» **SELECTED TEXT**
━━━━━━
White House Press Secretary Jen Psaki Tests Positive for Coronavirus

Press secretary Jen Psaki has tested positive for the coronavirus, the highest White House official confirmed to have contracted it.

In a statement Sunday, Psaki said she contracted the virus after several members of her family, prompting her stay home during President Biden’s trip abroad.

“On Wednesday, in coordination with senior leadership at the White House and the medical team, I made the decision not to travel in the foreign trip with the president due to a family emergency, which was members of my household testing positive for COVID-19,” Psaki said.

“Since then, I have quarantined and tested negatively (via PCR) for COVID on Wednesday, Thursday, Friday, and Saturday,” she added. “However, today, I tested positive for COVID.”

Psaki emphasized that she did not have any “close contact” with the president or senior members of the White House staff since her family contracted the virus.

“I last saw the president on Tuesday, and we sat outside more than 6 feet apart, and wore masks,” she said.

According to the fully-vaccinated Psaki, the vaccine has kept her symptoms mild, enabling her to work from home.

“Thanks to the vaccine, I have only experience mild symptoms which has enabled me to continue working from home,” she concluded. “I will plan to return to work in person at the conclusion of the 10-day quarantine following a negative rapid test, which is an additional White House requirement, beyond CDC guidance, taken out of an abundance of caution.”
━━━━━━
» **SOURCE INFORMATION**

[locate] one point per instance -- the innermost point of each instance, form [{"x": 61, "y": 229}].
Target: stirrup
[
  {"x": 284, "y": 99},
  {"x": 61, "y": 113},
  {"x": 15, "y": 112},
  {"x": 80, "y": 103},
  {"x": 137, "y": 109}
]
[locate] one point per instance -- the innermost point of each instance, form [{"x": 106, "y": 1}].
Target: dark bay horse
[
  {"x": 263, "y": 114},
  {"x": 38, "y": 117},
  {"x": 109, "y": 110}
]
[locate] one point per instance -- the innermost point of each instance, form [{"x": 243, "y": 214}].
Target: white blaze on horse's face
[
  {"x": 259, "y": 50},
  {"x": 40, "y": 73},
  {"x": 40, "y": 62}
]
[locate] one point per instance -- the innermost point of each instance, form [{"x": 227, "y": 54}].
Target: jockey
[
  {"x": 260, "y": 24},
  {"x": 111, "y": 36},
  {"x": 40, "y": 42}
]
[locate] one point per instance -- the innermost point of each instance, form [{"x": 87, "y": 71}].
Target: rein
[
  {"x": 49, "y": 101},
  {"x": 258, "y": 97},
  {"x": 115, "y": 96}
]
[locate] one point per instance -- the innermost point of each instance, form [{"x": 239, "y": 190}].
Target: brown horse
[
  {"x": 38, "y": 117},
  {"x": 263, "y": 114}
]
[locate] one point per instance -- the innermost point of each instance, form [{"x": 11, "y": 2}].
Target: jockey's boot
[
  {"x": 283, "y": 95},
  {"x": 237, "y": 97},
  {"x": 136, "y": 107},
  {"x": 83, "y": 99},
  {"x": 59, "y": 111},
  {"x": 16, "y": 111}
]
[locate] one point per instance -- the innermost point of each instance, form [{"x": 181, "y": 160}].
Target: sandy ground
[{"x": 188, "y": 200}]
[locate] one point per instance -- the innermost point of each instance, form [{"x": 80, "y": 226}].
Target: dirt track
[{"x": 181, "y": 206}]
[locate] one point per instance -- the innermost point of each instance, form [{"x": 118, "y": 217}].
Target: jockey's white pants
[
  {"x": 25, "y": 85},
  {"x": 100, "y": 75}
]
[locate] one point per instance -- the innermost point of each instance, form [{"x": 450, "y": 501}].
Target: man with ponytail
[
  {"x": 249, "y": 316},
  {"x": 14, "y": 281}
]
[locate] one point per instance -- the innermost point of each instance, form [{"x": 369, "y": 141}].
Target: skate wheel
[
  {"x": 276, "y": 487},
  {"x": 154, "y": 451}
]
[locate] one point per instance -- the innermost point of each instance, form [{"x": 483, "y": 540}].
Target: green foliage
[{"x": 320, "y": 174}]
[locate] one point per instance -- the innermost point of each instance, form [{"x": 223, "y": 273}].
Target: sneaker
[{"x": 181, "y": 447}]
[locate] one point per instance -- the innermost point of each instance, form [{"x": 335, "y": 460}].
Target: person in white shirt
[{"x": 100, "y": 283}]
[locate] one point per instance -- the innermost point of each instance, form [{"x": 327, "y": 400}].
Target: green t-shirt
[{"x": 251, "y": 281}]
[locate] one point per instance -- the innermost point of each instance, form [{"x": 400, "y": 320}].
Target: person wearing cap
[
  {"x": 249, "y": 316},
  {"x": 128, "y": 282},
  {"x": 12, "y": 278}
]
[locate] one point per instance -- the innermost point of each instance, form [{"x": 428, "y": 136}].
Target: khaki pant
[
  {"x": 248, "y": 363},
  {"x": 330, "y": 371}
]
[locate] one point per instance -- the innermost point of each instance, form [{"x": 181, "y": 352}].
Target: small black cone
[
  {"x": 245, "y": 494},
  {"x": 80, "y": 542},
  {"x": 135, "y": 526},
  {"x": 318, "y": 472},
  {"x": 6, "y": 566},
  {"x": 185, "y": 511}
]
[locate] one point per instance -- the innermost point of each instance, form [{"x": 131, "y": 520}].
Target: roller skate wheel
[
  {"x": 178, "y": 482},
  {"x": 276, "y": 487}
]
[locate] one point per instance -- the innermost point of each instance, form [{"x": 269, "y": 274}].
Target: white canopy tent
━━━━━━
» **LIST OF TASKS**
[A] List every day of the week named in the article on Jen Psaki's positive COVID test, in the order each first appears.
[B] Write out the article on Jen Psaki's positive COVID test word for word, everything from "White House Press" down to "have contracted it.".

» **RESULTS OF THE EXERCISE**
[A] Sunday, Wednesday, Thursday, Friday, Saturday, Tuesday

[B]
White House Press Secretary Jen Psaki Tests Positive for Coronavirus

Press secretary Jen Psaki has tested positive for the coronavirus, the highest White House official confirmed to have contracted it.